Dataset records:

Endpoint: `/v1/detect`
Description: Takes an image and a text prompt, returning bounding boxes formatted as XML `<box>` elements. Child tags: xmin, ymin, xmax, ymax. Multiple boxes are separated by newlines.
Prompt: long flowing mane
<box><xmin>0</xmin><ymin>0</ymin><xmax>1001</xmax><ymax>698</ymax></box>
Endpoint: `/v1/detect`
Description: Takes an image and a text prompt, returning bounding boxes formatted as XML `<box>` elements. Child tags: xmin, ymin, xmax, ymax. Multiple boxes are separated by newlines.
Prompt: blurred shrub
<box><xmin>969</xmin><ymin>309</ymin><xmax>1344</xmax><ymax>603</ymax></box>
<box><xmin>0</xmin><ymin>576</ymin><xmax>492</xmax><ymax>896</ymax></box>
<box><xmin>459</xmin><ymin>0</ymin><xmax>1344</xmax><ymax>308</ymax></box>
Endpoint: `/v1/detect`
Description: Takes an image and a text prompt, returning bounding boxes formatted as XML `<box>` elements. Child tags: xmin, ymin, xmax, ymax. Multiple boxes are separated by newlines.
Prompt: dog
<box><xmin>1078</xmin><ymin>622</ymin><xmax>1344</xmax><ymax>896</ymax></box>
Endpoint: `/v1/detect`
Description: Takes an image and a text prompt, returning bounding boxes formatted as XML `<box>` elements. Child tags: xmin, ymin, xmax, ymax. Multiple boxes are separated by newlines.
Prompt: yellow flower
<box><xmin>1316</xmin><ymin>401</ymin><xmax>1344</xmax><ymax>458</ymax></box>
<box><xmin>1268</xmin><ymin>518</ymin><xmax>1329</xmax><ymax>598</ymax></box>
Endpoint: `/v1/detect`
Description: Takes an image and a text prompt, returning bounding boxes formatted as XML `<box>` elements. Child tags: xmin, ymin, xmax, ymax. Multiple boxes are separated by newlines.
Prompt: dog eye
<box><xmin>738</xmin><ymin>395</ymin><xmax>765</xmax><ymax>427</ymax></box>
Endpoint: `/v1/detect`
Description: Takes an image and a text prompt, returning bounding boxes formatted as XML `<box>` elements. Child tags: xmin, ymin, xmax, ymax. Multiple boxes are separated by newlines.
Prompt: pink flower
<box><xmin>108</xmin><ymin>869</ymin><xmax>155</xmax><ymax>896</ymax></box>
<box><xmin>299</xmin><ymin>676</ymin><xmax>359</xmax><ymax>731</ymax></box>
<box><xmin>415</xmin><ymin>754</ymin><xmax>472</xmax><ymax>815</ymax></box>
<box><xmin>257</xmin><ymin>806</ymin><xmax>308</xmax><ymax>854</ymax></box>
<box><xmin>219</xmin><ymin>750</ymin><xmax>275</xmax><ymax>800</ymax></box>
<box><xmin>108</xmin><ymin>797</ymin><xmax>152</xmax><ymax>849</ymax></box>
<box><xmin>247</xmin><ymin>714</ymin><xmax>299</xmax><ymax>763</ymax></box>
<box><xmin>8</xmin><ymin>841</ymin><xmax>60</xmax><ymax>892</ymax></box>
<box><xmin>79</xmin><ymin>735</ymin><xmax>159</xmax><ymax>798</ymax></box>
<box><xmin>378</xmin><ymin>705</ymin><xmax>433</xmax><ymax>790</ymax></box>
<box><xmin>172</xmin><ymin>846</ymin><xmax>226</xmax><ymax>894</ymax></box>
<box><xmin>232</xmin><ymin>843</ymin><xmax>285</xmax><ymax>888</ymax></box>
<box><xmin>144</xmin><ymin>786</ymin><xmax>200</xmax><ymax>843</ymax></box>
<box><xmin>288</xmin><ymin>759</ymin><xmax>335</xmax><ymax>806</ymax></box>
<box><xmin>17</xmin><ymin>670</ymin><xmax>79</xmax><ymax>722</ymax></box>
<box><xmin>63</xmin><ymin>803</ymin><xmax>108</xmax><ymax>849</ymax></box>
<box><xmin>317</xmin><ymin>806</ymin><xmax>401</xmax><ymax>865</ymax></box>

The request: Extract each line of the material above that contains the string "flower". The match is case-sensitive.

Final answer:
Prompt: yellow flower
Prompt: pink flower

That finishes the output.